##### DONNÉES FOURNIES #####
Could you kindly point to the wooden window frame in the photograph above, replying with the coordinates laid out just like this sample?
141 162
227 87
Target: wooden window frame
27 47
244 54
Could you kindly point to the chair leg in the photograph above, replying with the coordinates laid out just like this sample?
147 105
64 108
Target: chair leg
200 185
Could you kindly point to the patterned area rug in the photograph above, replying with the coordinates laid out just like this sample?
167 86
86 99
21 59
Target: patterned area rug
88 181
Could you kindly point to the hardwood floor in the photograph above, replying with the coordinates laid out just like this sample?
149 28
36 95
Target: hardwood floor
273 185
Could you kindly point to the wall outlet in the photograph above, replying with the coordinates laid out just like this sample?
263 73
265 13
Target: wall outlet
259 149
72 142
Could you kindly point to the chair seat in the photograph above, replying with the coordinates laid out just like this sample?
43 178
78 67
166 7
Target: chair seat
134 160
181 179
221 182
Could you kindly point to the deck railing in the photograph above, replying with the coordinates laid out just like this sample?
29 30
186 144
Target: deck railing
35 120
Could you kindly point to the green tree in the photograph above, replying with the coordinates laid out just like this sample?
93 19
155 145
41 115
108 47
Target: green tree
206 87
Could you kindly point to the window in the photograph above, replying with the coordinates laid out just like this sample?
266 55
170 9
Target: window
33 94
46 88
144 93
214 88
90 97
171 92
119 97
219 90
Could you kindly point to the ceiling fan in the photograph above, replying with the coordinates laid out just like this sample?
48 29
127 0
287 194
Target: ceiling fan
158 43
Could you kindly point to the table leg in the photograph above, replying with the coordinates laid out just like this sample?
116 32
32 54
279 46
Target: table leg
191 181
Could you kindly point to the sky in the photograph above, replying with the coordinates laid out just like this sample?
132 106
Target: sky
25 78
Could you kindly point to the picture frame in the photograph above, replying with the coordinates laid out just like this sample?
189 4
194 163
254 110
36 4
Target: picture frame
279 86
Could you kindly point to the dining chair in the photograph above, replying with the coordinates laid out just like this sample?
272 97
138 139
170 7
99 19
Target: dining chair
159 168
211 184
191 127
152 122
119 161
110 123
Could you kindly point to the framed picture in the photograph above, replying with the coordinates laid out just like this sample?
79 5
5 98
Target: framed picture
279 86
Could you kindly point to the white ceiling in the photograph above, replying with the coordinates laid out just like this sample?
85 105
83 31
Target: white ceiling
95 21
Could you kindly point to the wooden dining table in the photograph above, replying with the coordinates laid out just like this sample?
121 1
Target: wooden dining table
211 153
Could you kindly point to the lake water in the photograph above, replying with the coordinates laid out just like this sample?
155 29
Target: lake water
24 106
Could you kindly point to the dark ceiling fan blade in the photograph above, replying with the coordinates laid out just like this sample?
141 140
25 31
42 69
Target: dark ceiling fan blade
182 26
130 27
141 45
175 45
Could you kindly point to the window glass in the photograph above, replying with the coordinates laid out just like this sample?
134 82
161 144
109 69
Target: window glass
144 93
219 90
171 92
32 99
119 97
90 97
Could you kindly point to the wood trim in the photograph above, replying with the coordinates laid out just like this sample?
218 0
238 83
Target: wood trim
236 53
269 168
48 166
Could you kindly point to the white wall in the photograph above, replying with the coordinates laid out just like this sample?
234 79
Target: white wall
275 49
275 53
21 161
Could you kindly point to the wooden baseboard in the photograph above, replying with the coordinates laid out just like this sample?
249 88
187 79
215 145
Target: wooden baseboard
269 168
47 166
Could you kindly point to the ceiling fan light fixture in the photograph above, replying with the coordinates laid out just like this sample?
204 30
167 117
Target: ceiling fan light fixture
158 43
#####
» **EXERCICE**
Convertissez toute la liste ci-dessus en un tableau JSON de chaînes, à raison d'une chaîne par ligne, en omettant les lignes vides.

» **RÉPONSE ATTENDUE**
[
  "Could you kindly point to the wooden window frame in the photograph above, replying with the coordinates laid out just like this sample?",
  "141 162",
  "227 87",
  "Target: wooden window frame",
  "27 47",
  "244 54",
  "Could you kindly point to the chair leg in the photograph above, replying with the coordinates laid out just like this sample?",
  "147 105",
  "64 108",
  "Target: chair leg",
  "200 185",
  "Could you kindly point to the patterned area rug in the photograph above, replying with the coordinates laid out just like this sample?",
  "167 86",
  "86 99",
  "21 59",
  "Target: patterned area rug",
  "88 181",
  "Could you kindly point to the hardwood floor in the photograph above, replying with the coordinates laid out just like this sample?",
  "149 28",
  "36 95",
  "Target: hardwood floor",
  "273 185",
  "Could you kindly point to the wall outlet in the photograph above, replying with the coordinates laid out just like this sample?",
  "263 73",
  "265 13",
  "Target: wall outlet",
  "259 149",
  "72 142",
  "Could you kindly point to the chair seat in the photograph above, replying with the coordinates laid out just like this sample?",
  "43 178",
  "78 67",
  "166 7",
  "Target: chair seat",
  "134 160",
  "181 179",
  "221 182",
  "Could you kindly point to the deck railing in the photograph above, replying with the coordinates laid out just like this sample?",
  "29 30",
  "186 144",
  "Target: deck railing",
  "35 120",
  "Could you kindly point to the green tree in the photograph above, replying with the coordinates laid out just like this sample?",
  "93 19",
  "155 145",
  "41 115",
  "108 47",
  "Target: green tree",
  "206 87",
  "Could you kindly point to the window in the photograph above, replying with the coordinates laid out just like this sample?",
  "266 55",
  "170 9",
  "Target: window",
  "33 94",
  "46 88",
  "144 93",
  "214 88",
  "90 97",
  "171 92",
  "119 97",
  "219 90",
  "Could you kindly point to the ceiling fan in the photograph above, replying with the coordinates laid out just like this sample?",
  "48 29",
  "127 0",
  "287 194",
  "Target: ceiling fan",
  "158 43",
  "Could you kindly point to the table leg in the photograph above, replying with the coordinates laid out just like this sample?",
  "116 32",
  "32 54",
  "279 46",
  "Target: table leg",
  "191 181",
  "Could you kindly point to the sky in the photograph above, replying with the coordinates laid out just like this sample?",
  "132 106",
  "Target: sky",
  "25 78",
  "Could you kindly point to the picture frame in the photograph above, replying with the coordinates laid out just like this sample?",
  "189 4",
  "194 163",
  "254 110",
  "36 4",
  "Target: picture frame",
  "279 86",
  "Could you kindly point to the dining chair in the photograph above, replying with the coordinates laid out just like this sample?",
  "272 97",
  "138 139",
  "170 7",
  "99 19",
  "Target: dining chair",
  "159 168",
  "211 184",
  "191 127",
  "152 122",
  "119 161",
  "110 123",
  "Could you kindly point to the framed picture in the photograph above, replying with the coordinates laid out just like this sample?",
  "79 5",
  "5 98",
  "Target: framed picture",
  "279 86",
  "Could you kindly point to the white ceiling in the photograph above, replying with the coordinates laid out just like this sample?",
  "85 105",
  "83 31",
  "Target: white ceiling",
  "95 21",
  "Could you kindly point to the wooden dining table in the photograph above, replying with the coordinates laid out just like this sample?",
  "121 1",
  "Target: wooden dining table",
  "211 153",
  "Could you kindly point to the lake water in the photograph above, replying with the coordinates laid out just like this sample?",
  "155 29",
  "Target: lake water",
  "24 106",
  "Could you kindly point to the dark ceiling fan blade in the photograph above, replying with the coordinates laid out just like this sample?",
  "141 140",
  "25 31",
  "42 69",
  "Target: dark ceiling fan blade",
  "182 26",
  "130 27",
  "141 45",
  "175 45",
  "Could you kindly point to the window glass in the photograph above, replying with the coordinates laid out just like this sample?",
  "134 82",
  "161 144",
  "109 69",
  "Target: window glass",
  "144 93",
  "219 90",
  "171 92",
  "32 99",
  "119 97",
  "90 97",
  "Could you kindly point to the wood trim in the photograph above, replying with the coordinates laid out just like this sample?",
  "218 0",
  "238 83",
  "Target: wood trim",
  "236 53",
  "269 168",
  "48 166",
  "Could you kindly point to the white wall in the photograph above, replying with the coordinates laid out just like this sample?",
  "234 79",
  "Target: white wall",
  "275 49",
  "275 53",
  "21 161",
  "Could you kindly point to the wooden baseboard in the photograph above, replying with the coordinates laid out just like this sample?",
  "249 88",
  "187 79",
  "215 145",
  "Target: wooden baseboard",
  "269 168",
  "47 166",
  "Could you kindly point to the ceiling fan light fixture in the photograph above, replying with the coordinates laid out just like this sample?",
  "204 30",
  "167 117",
  "Target: ceiling fan light fixture",
  "158 43"
]